_To do_
Reproduce everything in the passage on Kelly Clarkson's song "Dark Side" from "2012 single by" down to "recovery, and inner-beauty.".

_Excerpt to read_
┄┄┄┄┄┄

Single by Kelly Clarkson

from the album Stronger
- Released: June 5, 2012
- Recorded: 2011
- Studio: Echo (Los Angeles)
- Genre: Synth-pop
- Length: 3:44
- Label: RCA
- Songwriters: Michael Busbee; Alexander Geringas;
- Producer: Greg Kurstin

Kelly Clarkson singles chronology
| "Stronger (What Doesn't Kill You)" (2012) | "Dark Side" (2012) | "Catch My Breath" (2012) |

Music video
- "Dark Side" on YouTube

= Dark Side (Kelly Clarkson song) =

2012 single by Kelly Clarkson

"Dark Side" is a song by American singer Kelly Clarkson, written by Busbee and Alexander Geringas, and produced by Greg Kurstin. The song was released by RCA Records on June 5, 2012 as the third and final single from Clarkson's fifth studio album, Stronger (2011). "Dark Side" is a mid-tempo synth-pop ballad that incorporates a vigorous music box melody with up-tempo beats in choruses, with its lyrics containing the theme of acceptance, recovery, and inner-beauty.

"Dark Side" has received generally positive reviews from music critics who considered the song as a good successor to "Stronger (What Doesn't Kill You)", Clarkson's previous single. Critics also praised Clarkson's vocal performance blending with the song's melody. It became her second consecutive song to top the Billboards Hot Dance Club Songs chart.

The song's accompanying music video was directed by Shane Drake, who also directed "Stronger (What Doesn't Kill You)" and premiered on May 24, 2012 with positive reviews. It was nominated for a MTV Video Music Award for Best Video with a Message at the 2012 MTV Video Music Awards. Clarkson has performed "Dark Side" during several live appearances, most notably during the 2012 Billboard Music Awards and included the song as the opening performance in the set list during the North American leg of her Stronger Tour.

┄┄┄┄┄┄

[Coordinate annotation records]
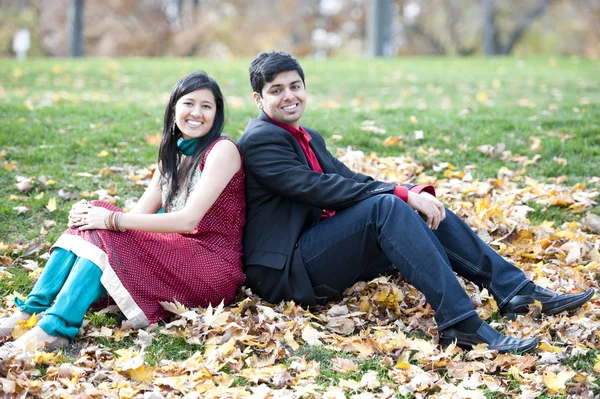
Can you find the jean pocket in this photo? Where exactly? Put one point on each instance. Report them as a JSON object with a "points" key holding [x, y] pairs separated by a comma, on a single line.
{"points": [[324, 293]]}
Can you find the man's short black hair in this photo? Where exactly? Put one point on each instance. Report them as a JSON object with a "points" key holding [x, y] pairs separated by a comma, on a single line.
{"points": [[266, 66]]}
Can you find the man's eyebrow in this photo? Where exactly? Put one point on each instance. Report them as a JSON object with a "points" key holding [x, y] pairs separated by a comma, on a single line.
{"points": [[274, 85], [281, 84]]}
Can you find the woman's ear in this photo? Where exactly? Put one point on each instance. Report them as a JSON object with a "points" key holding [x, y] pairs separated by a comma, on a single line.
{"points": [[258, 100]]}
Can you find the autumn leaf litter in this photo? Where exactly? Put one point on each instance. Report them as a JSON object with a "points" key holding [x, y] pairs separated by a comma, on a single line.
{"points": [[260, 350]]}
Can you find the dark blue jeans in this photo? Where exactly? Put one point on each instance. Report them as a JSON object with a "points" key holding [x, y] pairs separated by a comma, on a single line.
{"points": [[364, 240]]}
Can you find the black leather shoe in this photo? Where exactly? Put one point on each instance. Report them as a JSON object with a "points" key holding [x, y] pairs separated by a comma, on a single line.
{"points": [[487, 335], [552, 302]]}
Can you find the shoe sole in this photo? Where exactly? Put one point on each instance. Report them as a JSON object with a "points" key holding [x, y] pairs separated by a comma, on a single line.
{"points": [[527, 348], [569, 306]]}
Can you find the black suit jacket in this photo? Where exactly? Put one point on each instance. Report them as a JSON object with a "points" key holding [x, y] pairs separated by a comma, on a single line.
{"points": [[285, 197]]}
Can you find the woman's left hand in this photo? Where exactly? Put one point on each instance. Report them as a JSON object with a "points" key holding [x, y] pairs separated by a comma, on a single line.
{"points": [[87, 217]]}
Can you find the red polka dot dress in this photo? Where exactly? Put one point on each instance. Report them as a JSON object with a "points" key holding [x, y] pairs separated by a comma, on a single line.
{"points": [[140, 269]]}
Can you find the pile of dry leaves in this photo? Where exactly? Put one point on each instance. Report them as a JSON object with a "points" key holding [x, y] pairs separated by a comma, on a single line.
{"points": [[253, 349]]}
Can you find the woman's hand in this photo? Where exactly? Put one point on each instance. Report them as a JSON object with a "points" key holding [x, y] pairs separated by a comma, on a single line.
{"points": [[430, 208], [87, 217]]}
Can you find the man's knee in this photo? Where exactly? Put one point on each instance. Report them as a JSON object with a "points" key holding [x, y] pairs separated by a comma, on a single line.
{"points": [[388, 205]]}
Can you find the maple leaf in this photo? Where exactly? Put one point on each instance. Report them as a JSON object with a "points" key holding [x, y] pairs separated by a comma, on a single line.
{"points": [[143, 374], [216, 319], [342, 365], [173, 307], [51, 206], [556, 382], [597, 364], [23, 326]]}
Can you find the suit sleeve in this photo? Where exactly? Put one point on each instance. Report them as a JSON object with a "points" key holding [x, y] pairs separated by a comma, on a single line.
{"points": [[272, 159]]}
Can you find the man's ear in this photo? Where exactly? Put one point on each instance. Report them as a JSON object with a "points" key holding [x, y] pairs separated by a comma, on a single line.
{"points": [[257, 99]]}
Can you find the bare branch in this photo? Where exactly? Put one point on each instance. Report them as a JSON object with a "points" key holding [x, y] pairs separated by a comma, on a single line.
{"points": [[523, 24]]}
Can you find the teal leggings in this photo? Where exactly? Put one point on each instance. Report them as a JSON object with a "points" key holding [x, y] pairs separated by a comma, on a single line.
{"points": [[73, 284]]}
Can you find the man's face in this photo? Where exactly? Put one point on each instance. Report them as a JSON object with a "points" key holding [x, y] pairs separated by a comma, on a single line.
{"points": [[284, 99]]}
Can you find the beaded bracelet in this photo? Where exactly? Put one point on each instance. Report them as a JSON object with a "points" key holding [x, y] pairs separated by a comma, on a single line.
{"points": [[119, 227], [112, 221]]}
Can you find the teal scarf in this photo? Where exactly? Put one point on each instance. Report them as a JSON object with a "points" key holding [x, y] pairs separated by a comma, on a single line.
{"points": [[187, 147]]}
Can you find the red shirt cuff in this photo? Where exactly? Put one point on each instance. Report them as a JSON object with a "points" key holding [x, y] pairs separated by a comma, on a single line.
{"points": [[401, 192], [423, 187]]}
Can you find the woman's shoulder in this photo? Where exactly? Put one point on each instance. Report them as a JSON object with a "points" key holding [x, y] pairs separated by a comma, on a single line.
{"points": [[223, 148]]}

┄┄┄┄┄┄

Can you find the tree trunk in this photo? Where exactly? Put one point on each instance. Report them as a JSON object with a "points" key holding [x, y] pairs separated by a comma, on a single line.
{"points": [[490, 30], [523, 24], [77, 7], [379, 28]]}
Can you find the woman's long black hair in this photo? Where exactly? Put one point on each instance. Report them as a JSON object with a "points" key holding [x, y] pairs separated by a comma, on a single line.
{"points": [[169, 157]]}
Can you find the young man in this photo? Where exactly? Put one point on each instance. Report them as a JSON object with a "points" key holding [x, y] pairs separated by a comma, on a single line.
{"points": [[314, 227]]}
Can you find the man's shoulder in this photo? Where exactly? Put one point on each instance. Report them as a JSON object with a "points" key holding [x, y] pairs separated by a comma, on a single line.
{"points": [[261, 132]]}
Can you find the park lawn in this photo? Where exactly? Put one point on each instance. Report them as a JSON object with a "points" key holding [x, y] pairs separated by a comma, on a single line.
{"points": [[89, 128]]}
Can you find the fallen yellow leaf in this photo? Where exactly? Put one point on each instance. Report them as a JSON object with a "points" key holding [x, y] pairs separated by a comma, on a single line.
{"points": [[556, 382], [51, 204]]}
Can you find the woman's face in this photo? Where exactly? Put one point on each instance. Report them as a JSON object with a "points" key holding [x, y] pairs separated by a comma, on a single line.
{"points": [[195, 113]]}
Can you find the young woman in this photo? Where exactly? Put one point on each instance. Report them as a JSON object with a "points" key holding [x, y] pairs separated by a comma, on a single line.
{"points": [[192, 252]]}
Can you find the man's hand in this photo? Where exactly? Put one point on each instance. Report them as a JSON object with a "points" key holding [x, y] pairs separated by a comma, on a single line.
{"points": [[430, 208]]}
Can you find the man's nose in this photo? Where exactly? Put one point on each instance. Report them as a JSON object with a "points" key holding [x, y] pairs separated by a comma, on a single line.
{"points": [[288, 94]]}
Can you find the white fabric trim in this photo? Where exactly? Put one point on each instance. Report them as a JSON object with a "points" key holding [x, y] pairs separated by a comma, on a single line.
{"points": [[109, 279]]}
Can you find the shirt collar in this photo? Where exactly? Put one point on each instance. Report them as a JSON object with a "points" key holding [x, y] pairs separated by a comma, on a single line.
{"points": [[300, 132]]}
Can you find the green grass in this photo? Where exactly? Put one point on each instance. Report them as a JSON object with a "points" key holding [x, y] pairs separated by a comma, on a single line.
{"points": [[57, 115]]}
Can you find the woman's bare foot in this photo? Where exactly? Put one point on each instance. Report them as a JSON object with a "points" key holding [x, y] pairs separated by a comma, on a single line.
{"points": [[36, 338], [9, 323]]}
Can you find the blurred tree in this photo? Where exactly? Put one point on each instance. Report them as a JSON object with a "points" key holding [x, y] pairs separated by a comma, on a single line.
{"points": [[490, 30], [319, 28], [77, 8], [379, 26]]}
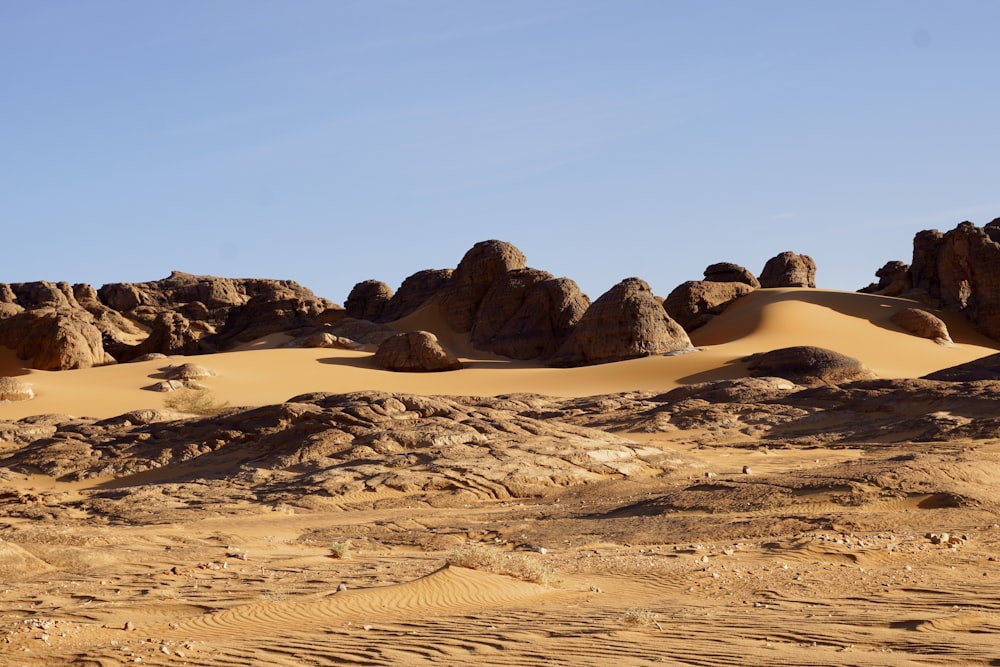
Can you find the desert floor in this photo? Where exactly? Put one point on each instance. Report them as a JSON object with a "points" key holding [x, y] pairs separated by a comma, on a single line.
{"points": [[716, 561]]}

┄┄┄┄┄┄

_Result for this task_
2012 single by Kelly Clarkson

"Dark Side" is a song by American singer Kelly Clarkson, written by Busbee and Alexander Geringas, and produced by Greg Kurstin. The song was released by RCA Records on June 5, 2012 as the third and final single from Clarkson's fifth studio album, Stronger (2011). "Dark Side" is a mid-tempo synth-pop ballad that incorporates a vigorous music box melody with up-tempo beats in choruses, with its lyrics containing the theme of acceptance, recovery, and inner-beauty.